### PROBLEMS AND TASKS
1. List every passage that the text about the Bee Gees' recording habits places inside quotation marks.
2. Resume the passage about how the Bee Gees recorded, picking up after its final sentence.

Of course, recording simultaneously did present a challenge, in that all three vocal parts had become inseparably intertwined.

 

“If one harmony is too loud or too quiet, it’s baked in that way,” Merchant said. “There’s no way to do any of the cheats using the tools in the studio to fix intonation and balance. You can’t change any of that. And that takes real craft.”

Younger artists these days may ask Merchant to simply tune or clean up a track instead of doing another take, but the Bee Gees would do as many as 40 or 50 takes to make sure everything was perfect. It wasn’t because they rejected new technologies, Merchant said; in fact, they were quite willing to explore and invest in new developments as long is it didn’t compromise their musical integrity. They simply preferred to have things done correctly upfront and “let the musicality come from the musicians, and not from the technicians in the control room.”

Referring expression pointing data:
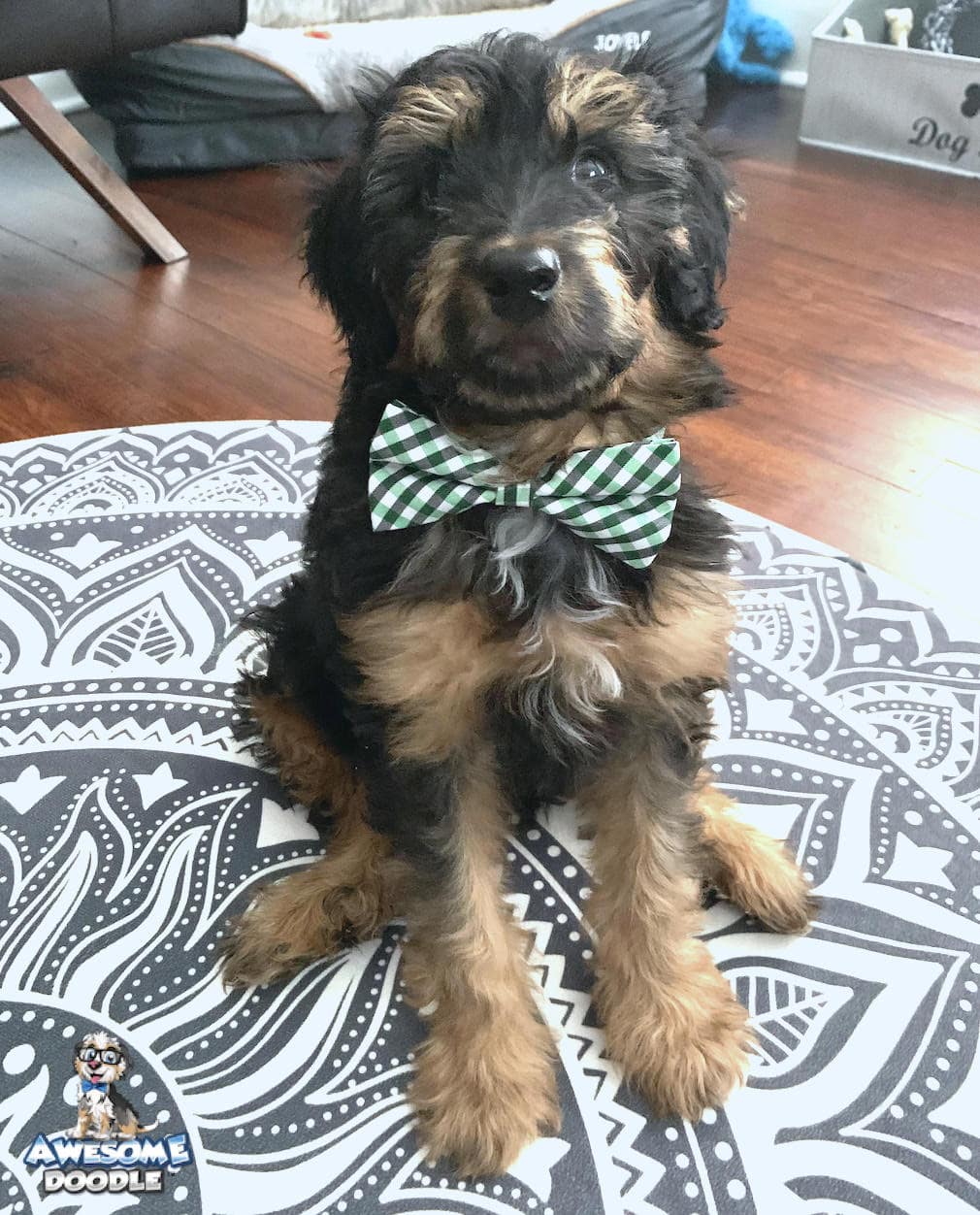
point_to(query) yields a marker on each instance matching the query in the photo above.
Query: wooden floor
(854, 332)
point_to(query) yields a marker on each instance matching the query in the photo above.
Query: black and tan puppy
(101, 1064)
(525, 251)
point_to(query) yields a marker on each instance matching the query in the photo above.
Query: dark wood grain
(853, 336)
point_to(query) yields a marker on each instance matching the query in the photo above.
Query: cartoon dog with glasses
(101, 1062)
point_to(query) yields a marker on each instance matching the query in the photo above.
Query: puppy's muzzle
(520, 280)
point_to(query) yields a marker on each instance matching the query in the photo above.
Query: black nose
(520, 280)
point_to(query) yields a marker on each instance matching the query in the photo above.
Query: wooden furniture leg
(52, 129)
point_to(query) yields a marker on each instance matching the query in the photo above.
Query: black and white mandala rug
(131, 826)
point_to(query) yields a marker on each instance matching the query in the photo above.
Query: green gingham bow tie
(619, 498)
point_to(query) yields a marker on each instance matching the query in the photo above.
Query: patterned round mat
(131, 826)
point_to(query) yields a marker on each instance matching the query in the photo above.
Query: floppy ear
(339, 270)
(696, 258)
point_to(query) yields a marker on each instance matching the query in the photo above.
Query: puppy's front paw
(481, 1099)
(684, 1046)
(303, 917)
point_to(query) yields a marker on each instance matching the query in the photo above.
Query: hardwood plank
(853, 336)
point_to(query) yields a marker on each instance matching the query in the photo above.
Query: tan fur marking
(752, 869)
(435, 288)
(689, 640)
(435, 662)
(430, 115)
(350, 893)
(431, 662)
(307, 766)
(595, 100)
(484, 1084)
(671, 1021)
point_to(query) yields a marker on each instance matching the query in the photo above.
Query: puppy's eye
(590, 168)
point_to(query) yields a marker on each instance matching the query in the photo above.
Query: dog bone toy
(898, 25)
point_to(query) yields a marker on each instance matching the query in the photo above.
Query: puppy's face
(101, 1059)
(511, 215)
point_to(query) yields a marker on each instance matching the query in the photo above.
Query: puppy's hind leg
(346, 896)
(752, 869)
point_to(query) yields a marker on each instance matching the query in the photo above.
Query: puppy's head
(519, 229)
(101, 1059)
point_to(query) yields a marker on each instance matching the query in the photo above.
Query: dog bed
(131, 826)
(286, 94)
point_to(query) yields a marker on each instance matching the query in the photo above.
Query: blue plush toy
(770, 38)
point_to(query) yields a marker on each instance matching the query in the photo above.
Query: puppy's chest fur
(526, 635)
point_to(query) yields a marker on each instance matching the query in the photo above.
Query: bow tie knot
(621, 498)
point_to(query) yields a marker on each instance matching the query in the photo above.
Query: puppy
(524, 258)
(104, 1112)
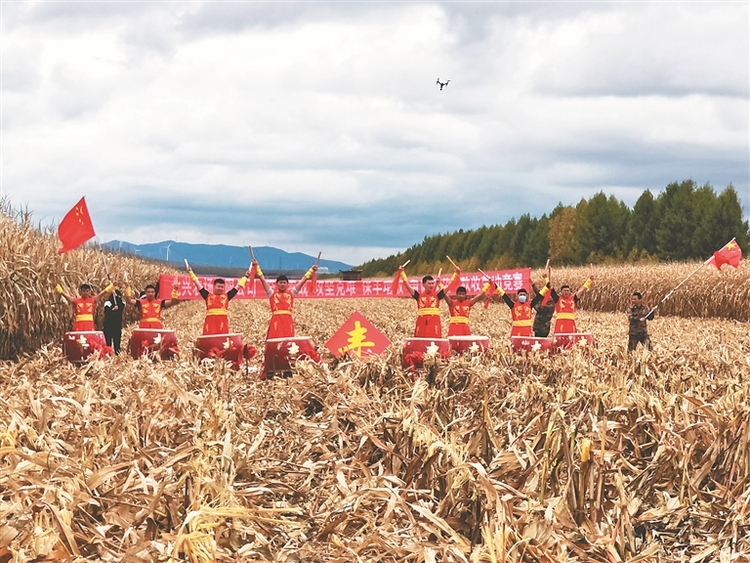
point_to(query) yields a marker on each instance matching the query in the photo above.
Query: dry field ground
(587, 456)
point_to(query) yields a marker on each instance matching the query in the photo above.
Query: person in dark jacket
(637, 317)
(113, 308)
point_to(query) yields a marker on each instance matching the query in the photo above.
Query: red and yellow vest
(150, 311)
(521, 313)
(217, 305)
(85, 309)
(460, 312)
(428, 304)
(566, 308)
(281, 303)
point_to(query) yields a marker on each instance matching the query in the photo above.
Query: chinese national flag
(357, 336)
(730, 254)
(76, 227)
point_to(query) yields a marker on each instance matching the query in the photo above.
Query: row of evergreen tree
(685, 221)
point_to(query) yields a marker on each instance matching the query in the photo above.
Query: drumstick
(452, 262)
(485, 275)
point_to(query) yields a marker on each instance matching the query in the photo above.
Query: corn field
(31, 313)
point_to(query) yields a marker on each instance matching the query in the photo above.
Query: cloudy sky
(319, 126)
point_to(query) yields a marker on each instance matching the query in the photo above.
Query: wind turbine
(167, 247)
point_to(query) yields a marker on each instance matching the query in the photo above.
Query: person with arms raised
(217, 302)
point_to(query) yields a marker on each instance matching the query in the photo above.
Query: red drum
(530, 344)
(152, 342)
(471, 343)
(281, 353)
(417, 349)
(79, 345)
(226, 346)
(570, 340)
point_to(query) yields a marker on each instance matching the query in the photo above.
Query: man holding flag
(75, 229)
(84, 305)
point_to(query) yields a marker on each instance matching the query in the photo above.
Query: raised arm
(586, 284)
(109, 289)
(195, 279)
(59, 291)
(303, 280)
(174, 298)
(482, 294)
(261, 277)
(405, 279)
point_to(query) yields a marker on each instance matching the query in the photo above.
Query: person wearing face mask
(520, 310)
(566, 305)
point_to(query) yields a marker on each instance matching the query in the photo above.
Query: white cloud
(322, 123)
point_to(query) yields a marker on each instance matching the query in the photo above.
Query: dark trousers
(634, 339)
(113, 335)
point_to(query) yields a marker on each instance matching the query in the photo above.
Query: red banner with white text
(510, 280)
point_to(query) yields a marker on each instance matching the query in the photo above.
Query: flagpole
(708, 261)
(679, 285)
(106, 268)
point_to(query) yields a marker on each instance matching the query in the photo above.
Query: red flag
(730, 254)
(76, 227)
(396, 282)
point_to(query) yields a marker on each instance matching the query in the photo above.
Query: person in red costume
(217, 303)
(150, 306)
(459, 309)
(84, 305)
(520, 310)
(428, 307)
(566, 305)
(281, 298)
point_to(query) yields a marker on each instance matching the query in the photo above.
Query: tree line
(685, 221)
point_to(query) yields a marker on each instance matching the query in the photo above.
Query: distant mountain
(224, 256)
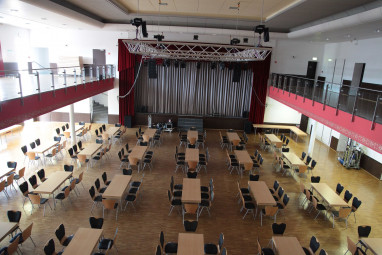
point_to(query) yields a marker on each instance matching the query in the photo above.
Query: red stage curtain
(260, 80)
(126, 65)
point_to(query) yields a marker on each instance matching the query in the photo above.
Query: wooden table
(273, 139)
(292, 129)
(374, 245)
(83, 242)
(6, 228)
(117, 187)
(90, 149)
(54, 181)
(191, 191)
(190, 244)
(328, 194)
(287, 245)
(192, 155)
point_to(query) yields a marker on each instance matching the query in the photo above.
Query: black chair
(348, 195)
(314, 245)
(339, 189)
(60, 234)
(170, 247)
(68, 168)
(96, 222)
(192, 175)
(190, 225)
(315, 179)
(33, 181)
(50, 248)
(254, 177)
(127, 171)
(41, 175)
(210, 248)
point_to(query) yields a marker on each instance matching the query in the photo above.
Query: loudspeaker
(144, 29)
(311, 72)
(128, 121)
(266, 34)
(236, 73)
(247, 127)
(152, 69)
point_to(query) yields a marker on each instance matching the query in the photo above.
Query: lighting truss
(196, 51)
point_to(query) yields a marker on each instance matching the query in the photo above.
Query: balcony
(354, 112)
(27, 94)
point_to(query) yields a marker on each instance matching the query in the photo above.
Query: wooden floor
(139, 231)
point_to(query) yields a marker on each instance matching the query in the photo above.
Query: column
(72, 124)
(312, 137)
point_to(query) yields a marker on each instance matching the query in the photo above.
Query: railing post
(358, 93)
(38, 85)
(326, 94)
(379, 98)
(54, 90)
(66, 88)
(21, 89)
(91, 74)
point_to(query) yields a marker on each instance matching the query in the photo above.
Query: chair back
(271, 210)
(351, 246)
(278, 229)
(96, 223)
(27, 232)
(31, 155)
(109, 203)
(12, 248)
(35, 198)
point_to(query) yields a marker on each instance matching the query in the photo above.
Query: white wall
(276, 112)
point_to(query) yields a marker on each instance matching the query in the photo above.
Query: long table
(192, 155)
(292, 129)
(6, 228)
(83, 242)
(90, 149)
(190, 244)
(117, 187)
(191, 191)
(54, 181)
(287, 245)
(374, 245)
(328, 195)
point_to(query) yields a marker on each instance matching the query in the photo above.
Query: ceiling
(281, 16)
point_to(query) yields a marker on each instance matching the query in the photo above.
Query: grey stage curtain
(192, 91)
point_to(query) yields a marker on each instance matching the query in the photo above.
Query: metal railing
(22, 83)
(361, 102)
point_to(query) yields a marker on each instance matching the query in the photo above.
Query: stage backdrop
(194, 91)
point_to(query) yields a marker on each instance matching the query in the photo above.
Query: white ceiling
(281, 16)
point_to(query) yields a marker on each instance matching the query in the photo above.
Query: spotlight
(159, 37)
(235, 41)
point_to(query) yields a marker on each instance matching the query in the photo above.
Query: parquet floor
(139, 231)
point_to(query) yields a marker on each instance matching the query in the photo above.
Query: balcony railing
(22, 83)
(361, 102)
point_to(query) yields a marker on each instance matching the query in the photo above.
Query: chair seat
(104, 244)
(178, 186)
(249, 205)
(171, 248)
(176, 202)
(130, 198)
(267, 251)
(247, 198)
(210, 248)
(244, 190)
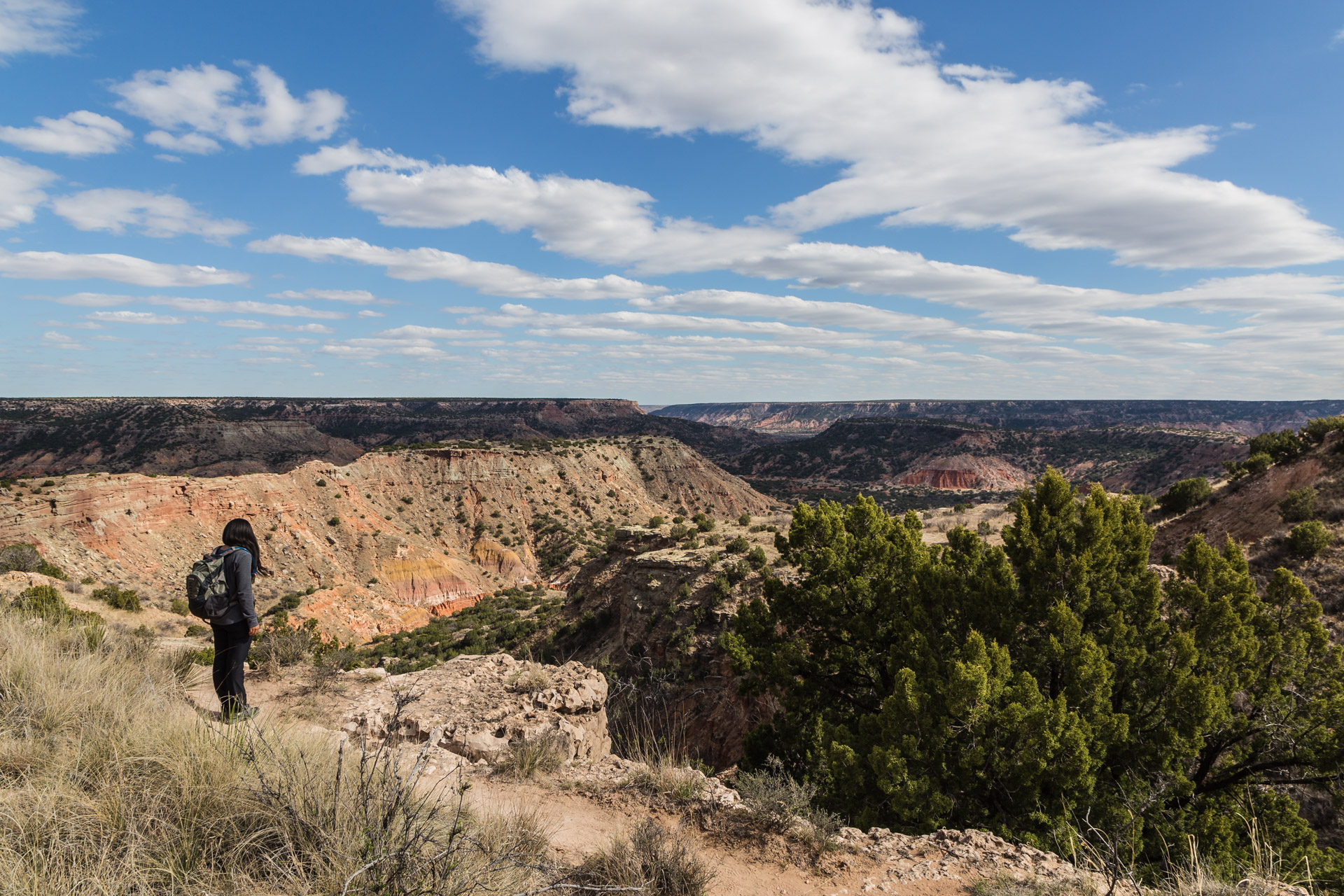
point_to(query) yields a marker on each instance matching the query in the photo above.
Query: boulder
(477, 707)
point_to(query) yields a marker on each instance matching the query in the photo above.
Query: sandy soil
(582, 817)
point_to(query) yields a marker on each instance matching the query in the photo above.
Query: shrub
(781, 802)
(24, 558)
(530, 679)
(118, 598)
(1186, 495)
(46, 602)
(1298, 505)
(1027, 687)
(530, 758)
(1281, 447)
(280, 645)
(125, 790)
(652, 859)
(1308, 539)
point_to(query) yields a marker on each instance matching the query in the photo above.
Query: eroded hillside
(806, 418)
(385, 542)
(937, 454)
(235, 435)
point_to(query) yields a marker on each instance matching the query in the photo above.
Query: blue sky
(692, 202)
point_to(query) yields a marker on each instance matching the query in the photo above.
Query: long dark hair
(238, 535)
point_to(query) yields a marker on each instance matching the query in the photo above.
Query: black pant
(232, 647)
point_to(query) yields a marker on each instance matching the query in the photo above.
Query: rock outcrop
(956, 855)
(806, 418)
(387, 540)
(237, 435)
(477, 707)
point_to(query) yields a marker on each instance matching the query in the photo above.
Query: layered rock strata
(479, 707)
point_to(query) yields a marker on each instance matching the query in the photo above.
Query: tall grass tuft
(111, 783)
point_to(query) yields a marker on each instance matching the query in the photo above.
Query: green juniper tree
(1046, 684)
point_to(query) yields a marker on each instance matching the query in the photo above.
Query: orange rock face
(385, 542)
(942, 479)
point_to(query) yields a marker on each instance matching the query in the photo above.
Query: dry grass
(531, 758)
(660, 862)
(530, 679)
(113, 785)
(667, 778)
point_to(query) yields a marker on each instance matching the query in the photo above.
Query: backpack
(207, 592)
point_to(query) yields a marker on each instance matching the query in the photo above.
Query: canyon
(881, 453)
(806, 418)
(237, 435)
(379, 545)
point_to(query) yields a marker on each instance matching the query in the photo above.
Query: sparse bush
(1308, 539)
(652, 859)
(531, 758)
(118, 598)
(24, 558)
(280, 647)
(327, 668)
(1298, 505)
(1186, 495)
(530, 679)
(756, 556)
(781, 802)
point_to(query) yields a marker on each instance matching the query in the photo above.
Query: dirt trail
(582, 818)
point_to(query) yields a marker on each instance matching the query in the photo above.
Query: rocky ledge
(477, 708)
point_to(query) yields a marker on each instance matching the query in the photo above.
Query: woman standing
(235, 629)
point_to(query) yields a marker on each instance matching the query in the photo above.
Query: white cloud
(284, 328)
(592, 219)
(125, 269)
(52, 339)
(218, 307)
(435, 264)
(924, 143)
(351, 296)
(195, 108)
(134, 317)
(80, 133)
(153, 214)
(20, 191)
(36, 26)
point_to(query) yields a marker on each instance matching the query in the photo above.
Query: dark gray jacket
(238, 578)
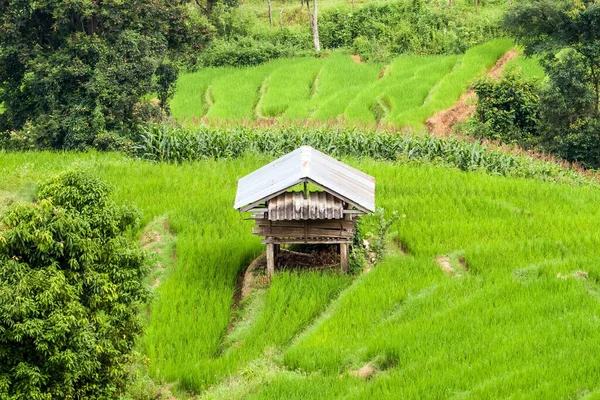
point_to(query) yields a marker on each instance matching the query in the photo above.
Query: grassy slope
(510, 325)
(406, 92)
(295, 15)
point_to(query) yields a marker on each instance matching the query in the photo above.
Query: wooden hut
(323, 216)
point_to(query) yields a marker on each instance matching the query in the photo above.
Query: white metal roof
(306, 164)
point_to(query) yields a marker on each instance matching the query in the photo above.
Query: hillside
(515, 311)
(337, 88)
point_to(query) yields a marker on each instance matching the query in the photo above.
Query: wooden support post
(344, 256)
(344, 247)
(270, 259)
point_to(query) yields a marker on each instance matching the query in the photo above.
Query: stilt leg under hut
(270, 259)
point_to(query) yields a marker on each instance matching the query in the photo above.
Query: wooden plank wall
(339, 228)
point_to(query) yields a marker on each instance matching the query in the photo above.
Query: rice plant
(405, 92)
(516, 313)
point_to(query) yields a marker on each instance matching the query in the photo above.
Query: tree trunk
(270, 14)
(315, 27)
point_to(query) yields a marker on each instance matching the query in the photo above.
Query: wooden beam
(308, 241)
(344, 248)
(344, 257)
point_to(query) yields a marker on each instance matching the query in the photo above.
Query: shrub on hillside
(508, 110)
(70, 290)
(70, 70)
(406, 27)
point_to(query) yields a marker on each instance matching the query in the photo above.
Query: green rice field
(517, 316)
(336, 88)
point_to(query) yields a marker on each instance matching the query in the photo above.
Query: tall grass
(405, 93)
(166, 144)
(521, 319)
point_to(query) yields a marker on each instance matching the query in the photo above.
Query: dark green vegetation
(563, 111)
(518, 312)
(70, 292)
(376, 31)
(73, 74)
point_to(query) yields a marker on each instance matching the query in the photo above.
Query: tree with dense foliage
(565, 34)
(508, 109)
(73, 70)
(71, 284)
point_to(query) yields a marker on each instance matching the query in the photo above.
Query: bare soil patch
(441, 124)
(366, 372)
(445, 265)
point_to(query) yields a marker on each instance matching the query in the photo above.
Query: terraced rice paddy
(514, 312)
(404, 93)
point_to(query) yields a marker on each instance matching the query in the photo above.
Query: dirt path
(442, 123)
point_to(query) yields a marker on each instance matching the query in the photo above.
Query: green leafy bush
(406, 27)
(70, 291)
(508, 110)
(73, 69)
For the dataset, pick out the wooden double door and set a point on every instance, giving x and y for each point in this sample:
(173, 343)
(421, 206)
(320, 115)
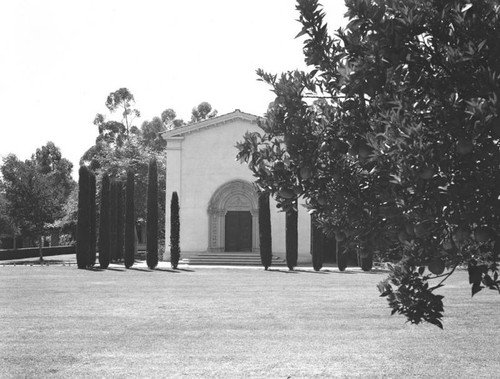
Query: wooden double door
(238, 236)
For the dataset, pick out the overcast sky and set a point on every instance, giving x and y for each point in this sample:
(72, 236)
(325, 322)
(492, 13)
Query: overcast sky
(60, 59)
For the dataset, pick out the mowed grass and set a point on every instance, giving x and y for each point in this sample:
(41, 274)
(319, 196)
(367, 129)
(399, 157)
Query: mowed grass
(58, 321)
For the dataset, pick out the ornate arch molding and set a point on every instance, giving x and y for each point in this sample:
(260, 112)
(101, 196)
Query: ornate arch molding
(236, 195)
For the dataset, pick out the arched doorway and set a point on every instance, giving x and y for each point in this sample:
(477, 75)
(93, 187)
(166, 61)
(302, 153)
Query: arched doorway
(233, 218)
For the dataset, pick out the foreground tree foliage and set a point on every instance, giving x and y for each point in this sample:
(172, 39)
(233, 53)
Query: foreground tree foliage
(265, 235)
(398, 154)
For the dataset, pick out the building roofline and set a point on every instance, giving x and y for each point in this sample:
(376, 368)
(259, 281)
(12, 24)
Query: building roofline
(209, 123)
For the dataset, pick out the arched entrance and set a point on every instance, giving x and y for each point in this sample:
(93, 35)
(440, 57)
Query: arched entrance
(233, 218)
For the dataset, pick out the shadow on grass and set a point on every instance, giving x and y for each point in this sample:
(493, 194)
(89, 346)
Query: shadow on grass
(315, 272)
(95, 269)
(340, 272)
(168, 270)
(115, 269)
(45, 262)
(285, 271)
(146, 269)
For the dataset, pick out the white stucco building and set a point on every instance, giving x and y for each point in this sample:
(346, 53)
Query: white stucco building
(218, 203)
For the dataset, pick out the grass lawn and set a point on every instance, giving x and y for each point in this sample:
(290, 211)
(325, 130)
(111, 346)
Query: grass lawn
(58, 321)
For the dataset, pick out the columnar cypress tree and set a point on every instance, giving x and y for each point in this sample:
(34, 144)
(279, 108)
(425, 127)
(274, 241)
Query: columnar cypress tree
(152, 216)
(120, 221)
(93, 220)
(265, 237)
(129, 221)
(175, 250)
(104, 218)
(292, 237)
(341, 258)
(83, 226)
(113, 224)
(317, 245)
(365, 260)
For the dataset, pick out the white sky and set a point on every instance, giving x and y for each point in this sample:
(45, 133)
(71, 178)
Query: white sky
(59, 60)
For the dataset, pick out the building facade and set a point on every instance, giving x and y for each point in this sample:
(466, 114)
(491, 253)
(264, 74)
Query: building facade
(218, 202)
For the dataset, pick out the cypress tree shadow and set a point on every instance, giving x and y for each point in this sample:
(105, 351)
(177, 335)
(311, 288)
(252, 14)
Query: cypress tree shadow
(185, 269)
(283, 271)
(167, 270)
(114, 269)
(313, 272)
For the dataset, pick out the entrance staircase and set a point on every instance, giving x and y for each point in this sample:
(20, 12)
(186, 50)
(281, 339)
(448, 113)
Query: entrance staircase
(228, 259)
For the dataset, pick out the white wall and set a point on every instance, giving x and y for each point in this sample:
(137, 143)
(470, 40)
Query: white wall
(197, 166)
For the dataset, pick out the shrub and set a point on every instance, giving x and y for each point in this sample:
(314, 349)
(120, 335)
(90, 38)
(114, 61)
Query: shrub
(129, 221)
(291, 244)
(83, 226)
(265, 238)
(152, 216)
(175, 250)
(104, 218)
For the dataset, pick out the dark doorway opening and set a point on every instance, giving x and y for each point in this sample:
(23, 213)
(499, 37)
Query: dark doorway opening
(238, 231)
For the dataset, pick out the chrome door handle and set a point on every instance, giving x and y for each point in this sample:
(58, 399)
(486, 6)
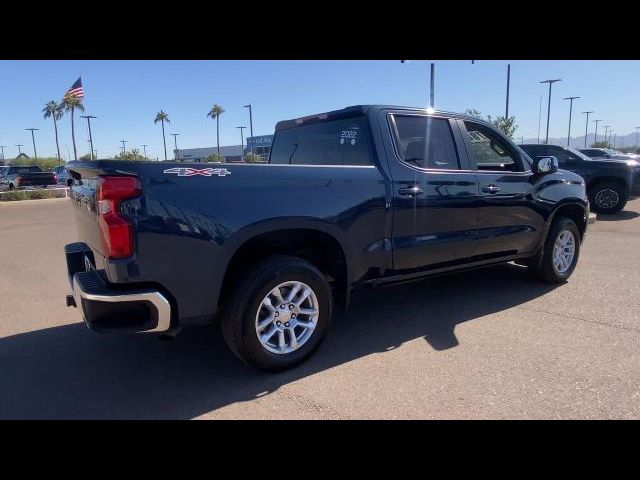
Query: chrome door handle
(412, 191)
(491, 189)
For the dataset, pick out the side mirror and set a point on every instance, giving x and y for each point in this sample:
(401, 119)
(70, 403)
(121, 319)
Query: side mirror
(545, 165)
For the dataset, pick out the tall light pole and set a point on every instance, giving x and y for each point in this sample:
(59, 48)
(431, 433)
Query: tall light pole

### ANSWERS TO THE PROBLEMS
1.
1. "If one harmony is too loud or too quiet, it's baked in that way,"
2. "There's no way to do any of the cheats using the tools in the studio to fix intonation and balance. You can't change any of that. And that takes real craft."
3. "let the musicality come from the musicians, and not from the technicians in the control room."

2.
When it came to songwriting, Merchant said the Bee Gees would come in to the studio for marathon sessions where they’d set up a simple drum groove on the drum machine and toss around musical ideas for hours. Barry might play guitar while Maurice would play keyboard, and Robin would sing and come up with melodic or lyrical ideas. They’d record everything on Digital Audio Tapes (DAT), each one fitting a couple hours. Whenever a gem of an idea would occur, they’d play back the tape and mine that idea, later building upon it.

 

“As far as the songwriting process goes, I have never seen anyone else do it that way,” Merchant said.

 

The Bee Gees’ trademark harmonies were often accompanied by equally rich orchestral or brass arrangements. Though none of the brothers had ever learned read music, that never stopped them from constructing lush musical worlds. Merchant said Barry would typically sing the instrumental ideas he had, which would then be transcribed and performed by other musicians.

 

The group worked with multiple arrangers, including Bill Shepherd throughout the ‘60s and later producer Arif Mardin, who helped Barry find his legendary falsetto when he suggested Barry take his vocals up an octave while recording Main Course (1975).  

Mardin once said, “With the Bee Gees, when we were doing the Main Course album in the mid-’70s, there was a total stream of creativity in the studio, everybody excited.” 

(https://www.soundonsound.com/people/arif-mardin-producer)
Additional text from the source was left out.